(WORK TO COMPLETE)
(1) Copy the k-means mailing list post word for word, from "here is my output" up to and including "at sun.reflect.NativeMethodAccessorImpl.invoke0(Native Method)".
(2) In the k-means mailing list post, what repository URL does the poster check the code out from?
(3) Write what comes next in the k-means mailing list post, starting right after its last line.

You are viewing a plain text version of this content. The canonical link for it is here.
Posted to user@mahout.apache.org by Delroy Cameron <de...@gmail.com> on 2010/05/21 22:36:56 UTC

k-means invocation exception still not resolved

so i tried keep getting an invocation exception when attempting to do k-means
clustering and it is really crucial that i get around this problem...

i am checking out the code from the alternate repo
svn co http://svn.apache.org/repos/asf/lucene/mahout/trunk

here is my command
hadoop jar /mahout/core/target/mahout-core-0.4-SNAPSHOT.job
org.apache.mahout.clustering.kmeans.KMeansDriver -i
trecdata-vectors/vectors/part-00000 -o trecdata-kmeans-clusters -c clusters
-dm org.apache.mahout.common.distance.CosineDistanceMeasure -x 20 -cd 0.5 -k
26 -ow -r 8 -cl

here is my output
java.lang.RuntimeException: Error in configuring object
	at
org.apache.hadoop.util.ReflectionUtils.setJobConf(ReflectionUtils.java:93)
	at org.apache.hadoop.util.ReflectionUtils.setConf(ReflectionUtils.java:64)
	at
org.apache.hadoop.util.ReflectionUtils.newInstance(ReflectionUtils.java:117)
	at org.apache.hadoop.mapred.MapTask.runOldMapper(MapTask.java:354)
	at org.apache.hadoop.mapred.MapTask.run(MapTask.java:307)
	at org.apache.hadoop.mapred.Child.main(Child.java:170)
Caused by: java.lang.reflect.InvocationTargetException
	at sun.reflect.NativeMethodAccessorImpl.invoke0(Native Method)
	at
sun.reflect.NativeMethodAccessorImpl.invoke(NativeMethodAccessorImpl.java:39)
	at
sun.reflect.DelegatingMethodAccessorImpl.invoke(DelegatingMethodAccessorImpl.java:25)
	at java.lang.reflect.Method.invoke(Method.java:597)
	at
org.apache.hadoop.util.ReflectionUtils.setJobConf(ReflectionUtils.java:88)

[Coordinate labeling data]
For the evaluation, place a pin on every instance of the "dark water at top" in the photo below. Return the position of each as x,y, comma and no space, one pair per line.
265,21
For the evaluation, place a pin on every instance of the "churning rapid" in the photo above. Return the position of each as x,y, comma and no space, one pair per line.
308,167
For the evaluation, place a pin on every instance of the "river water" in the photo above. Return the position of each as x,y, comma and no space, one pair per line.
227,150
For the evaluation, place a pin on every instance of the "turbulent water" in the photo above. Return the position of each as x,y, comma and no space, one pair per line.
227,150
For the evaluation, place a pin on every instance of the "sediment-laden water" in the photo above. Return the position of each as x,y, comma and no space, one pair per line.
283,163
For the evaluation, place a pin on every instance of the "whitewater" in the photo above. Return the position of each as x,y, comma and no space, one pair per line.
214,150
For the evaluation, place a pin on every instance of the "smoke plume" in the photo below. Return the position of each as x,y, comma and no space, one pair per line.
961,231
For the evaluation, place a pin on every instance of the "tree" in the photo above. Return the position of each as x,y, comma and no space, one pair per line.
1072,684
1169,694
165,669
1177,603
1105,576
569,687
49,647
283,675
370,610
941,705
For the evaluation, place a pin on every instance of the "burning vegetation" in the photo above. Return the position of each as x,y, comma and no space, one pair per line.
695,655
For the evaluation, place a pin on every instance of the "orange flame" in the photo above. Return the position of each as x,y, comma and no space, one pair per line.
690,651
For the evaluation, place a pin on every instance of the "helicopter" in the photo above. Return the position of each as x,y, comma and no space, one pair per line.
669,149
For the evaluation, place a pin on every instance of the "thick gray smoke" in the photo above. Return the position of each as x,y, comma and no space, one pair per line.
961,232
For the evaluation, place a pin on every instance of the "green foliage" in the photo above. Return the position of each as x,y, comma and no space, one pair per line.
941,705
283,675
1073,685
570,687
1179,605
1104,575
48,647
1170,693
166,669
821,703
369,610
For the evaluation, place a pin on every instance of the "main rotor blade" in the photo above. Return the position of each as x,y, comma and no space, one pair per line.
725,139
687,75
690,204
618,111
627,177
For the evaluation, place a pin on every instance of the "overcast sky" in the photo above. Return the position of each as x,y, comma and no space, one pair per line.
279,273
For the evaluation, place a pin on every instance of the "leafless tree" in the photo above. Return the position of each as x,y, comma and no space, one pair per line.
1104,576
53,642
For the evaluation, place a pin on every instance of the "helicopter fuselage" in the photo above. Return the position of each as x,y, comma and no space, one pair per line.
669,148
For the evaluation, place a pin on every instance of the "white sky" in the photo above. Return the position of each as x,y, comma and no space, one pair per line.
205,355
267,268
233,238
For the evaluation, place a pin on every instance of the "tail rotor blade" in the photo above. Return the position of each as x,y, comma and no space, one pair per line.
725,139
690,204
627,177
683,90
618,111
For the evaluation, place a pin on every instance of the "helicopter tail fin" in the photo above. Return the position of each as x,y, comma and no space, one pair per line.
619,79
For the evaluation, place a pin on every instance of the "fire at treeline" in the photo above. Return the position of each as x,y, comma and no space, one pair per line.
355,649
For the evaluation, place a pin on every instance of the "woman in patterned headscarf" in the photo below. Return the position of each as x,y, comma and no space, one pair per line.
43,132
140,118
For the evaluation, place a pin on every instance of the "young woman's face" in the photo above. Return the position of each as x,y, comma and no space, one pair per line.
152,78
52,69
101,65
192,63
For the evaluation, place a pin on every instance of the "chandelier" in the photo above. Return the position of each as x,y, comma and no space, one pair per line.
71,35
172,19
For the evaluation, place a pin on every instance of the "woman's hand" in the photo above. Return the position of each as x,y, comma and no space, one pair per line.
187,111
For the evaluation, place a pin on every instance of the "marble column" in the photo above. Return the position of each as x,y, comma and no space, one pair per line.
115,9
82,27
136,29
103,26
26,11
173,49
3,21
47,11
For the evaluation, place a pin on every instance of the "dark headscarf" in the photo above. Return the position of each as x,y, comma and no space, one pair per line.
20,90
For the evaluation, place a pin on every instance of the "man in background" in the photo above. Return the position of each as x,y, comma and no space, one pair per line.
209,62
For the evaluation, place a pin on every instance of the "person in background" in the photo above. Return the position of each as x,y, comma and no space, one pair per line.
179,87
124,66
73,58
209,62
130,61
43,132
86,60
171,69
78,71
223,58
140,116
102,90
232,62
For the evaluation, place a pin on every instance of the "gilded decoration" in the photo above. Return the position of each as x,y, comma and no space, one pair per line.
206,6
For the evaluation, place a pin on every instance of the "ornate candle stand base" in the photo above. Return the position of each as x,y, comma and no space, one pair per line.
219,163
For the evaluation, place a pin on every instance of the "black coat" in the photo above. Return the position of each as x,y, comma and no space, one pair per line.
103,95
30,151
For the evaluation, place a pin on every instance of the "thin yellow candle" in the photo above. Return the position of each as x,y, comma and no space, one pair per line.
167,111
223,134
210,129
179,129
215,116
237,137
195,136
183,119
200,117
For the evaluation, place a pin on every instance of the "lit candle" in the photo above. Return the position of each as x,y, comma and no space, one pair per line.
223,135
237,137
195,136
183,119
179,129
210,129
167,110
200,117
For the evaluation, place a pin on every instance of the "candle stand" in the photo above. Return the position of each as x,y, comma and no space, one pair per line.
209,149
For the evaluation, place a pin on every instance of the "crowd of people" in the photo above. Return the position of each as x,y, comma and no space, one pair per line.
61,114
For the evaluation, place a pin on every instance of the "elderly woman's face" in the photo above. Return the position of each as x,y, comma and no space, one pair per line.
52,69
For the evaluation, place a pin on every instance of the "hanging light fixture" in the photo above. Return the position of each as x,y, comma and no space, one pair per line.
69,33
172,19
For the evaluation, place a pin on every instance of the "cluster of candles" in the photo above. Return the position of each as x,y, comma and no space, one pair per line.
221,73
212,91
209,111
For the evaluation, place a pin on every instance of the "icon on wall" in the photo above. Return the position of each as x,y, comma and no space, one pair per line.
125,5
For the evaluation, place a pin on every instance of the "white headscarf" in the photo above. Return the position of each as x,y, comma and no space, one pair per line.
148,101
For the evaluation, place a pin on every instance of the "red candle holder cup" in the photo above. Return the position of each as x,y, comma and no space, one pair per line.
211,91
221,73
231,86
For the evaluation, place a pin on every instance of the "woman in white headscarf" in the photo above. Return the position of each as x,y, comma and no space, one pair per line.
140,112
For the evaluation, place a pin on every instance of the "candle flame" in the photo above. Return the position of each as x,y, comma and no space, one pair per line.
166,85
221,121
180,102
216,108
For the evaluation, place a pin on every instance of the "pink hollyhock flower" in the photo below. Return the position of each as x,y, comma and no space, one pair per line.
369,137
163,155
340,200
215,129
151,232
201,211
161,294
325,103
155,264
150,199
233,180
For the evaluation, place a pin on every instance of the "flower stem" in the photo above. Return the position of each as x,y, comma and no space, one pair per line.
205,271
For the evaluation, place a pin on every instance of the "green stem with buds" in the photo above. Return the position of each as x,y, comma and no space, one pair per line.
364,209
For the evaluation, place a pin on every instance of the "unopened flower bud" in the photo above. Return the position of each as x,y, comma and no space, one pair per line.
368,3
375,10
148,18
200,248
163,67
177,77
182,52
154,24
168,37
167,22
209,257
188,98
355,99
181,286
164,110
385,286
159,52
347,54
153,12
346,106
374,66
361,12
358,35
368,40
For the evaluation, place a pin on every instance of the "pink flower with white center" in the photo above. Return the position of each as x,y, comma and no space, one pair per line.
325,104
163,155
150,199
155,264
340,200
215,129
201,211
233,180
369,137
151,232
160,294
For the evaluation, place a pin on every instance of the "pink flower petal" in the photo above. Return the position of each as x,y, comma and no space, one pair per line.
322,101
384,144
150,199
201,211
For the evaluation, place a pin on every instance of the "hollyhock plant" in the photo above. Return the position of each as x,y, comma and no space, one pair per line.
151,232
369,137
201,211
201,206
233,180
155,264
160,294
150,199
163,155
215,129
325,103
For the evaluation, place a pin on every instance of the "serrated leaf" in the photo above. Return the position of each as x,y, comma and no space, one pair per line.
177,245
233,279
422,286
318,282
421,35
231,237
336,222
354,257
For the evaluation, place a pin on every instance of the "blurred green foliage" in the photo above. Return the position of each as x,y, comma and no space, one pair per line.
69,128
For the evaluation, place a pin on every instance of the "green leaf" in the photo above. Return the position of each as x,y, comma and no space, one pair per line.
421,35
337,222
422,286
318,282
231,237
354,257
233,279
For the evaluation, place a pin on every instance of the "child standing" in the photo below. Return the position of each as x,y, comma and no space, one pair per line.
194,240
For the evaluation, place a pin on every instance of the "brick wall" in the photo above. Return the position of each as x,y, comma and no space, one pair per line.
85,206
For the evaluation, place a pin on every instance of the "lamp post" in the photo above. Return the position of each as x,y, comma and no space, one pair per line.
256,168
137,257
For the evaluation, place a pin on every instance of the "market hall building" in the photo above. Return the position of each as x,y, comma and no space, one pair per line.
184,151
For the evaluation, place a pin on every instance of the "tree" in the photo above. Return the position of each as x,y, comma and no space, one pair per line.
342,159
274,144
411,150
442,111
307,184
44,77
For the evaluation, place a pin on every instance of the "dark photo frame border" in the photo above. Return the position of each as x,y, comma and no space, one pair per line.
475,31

(ANSWER LIST)
(1)
here is my output
java.lang.RuntimeException: Error in configuring object
	at
org.apache.hadoop.util.ReflectionUtils.setJobConf(ReflectionUtils.java:93)
	at org.apache.hadoop.util.ReflectionUtils.setConf(ReflectionUtils.java:64)
	at
org.apache.hadoop.util.ReflectionUtils.newInstance(ReflectionUtils.java:117)
	at org.apache.hadoop.mapred.MapTask.runOldMapper(MapTask.java:354)
	at org.apache.hadoop.mapred.MapTask.run(MapTask.java:307)
	at org.apache.hadoop.mapred.Child.main(Child.java:170)
Caused by: java.lang.reflect.InvocationTargetException
	at sun.reflect.NativeMethodAccessorImpl.invoke0(Native Method)

(2) http://svn.apache.org/repos/asf/lucene/mahout/trunk

(3)
	... 5 more
Caused by: java.lang.RuntimeException: Error in configuring object
	at
org.apache.hadoop.util.ReflectionUtils.setJobConf(ReflectionUtils.java:93)
	at org.apache.hadoop.util.ReflectionUtils.setConf(ReflectionUtils.java:64)
	at
org.apache.hadoop.util.ReflectionUtils.newInstance(ReflectionUtils.java:117)
	at org.apache.hadoop.mapred.MapRunner.configure(MapRunner.java:34)
	... 10 more
Caused by: java.lang.reflect.InvocationTargetException
	at sun.reflect.NativeMethodAccessorImpl.invoke0(Native Method)
	at
sun.reflect.NativeMethodAccessorImpl.invoke(NativeMethodAccessorImpl.java:39)
	at
sun.reflect.DelegatingMethodAccessorImpl.invoke(DelegatingMethodAccessorImpl.java:25)
	at java.lang.reflect.Method.invoke(Method.java:597)
	at
org.apache.hadoop.util.ReflectionUtils.setJobConf(ReflectionUtils.java:88)
	... 13 more
Caused by: java.lang.IllegalStateException: Cluster is empty!
	at
org.apache.mahout.clustering.kmeans.KMeansMapper.configure(KMeansMapper.java:74)
	... 18 more


-----
--cheers
Delroy
-- 
View this message in context: http://lucene.472066.n3.nabble.com/k-means-invocation-exception-still-not-resolved-tp835261p835261.html
Sent from the Mahout User List mailing list archive at Nabble.com.

Re: k-means invocation exception still not resolved

Posted by Delroy Cameron <de...@gmail.com>.
yeah Jeff, 
the synthetic dataset gave the same error on the third iteration....the
first two were ok.
i ran it twice just to be sure

$ hadoop dfs -put /data/synthetic_control.data testdata

$hadoop jar examples/target/mahout-examples-0.4-SNAPSHOT.job \
org.apache.mahout.clustering.syntheticcontrol.kmeans.Job


-----
--cheers
Delroy
-- 
View this message in context: http://lucene.472066.n3.nabble.com/k-means-invocation-exception-still-not-resolved-tp835261p835658.html
Sent from the Mahout User List mailing list archive at Nabble.com.

Re: k-means invocation exception still not resolved

Posted by Jeff Eastman <jd...@windwardsolutions.com>.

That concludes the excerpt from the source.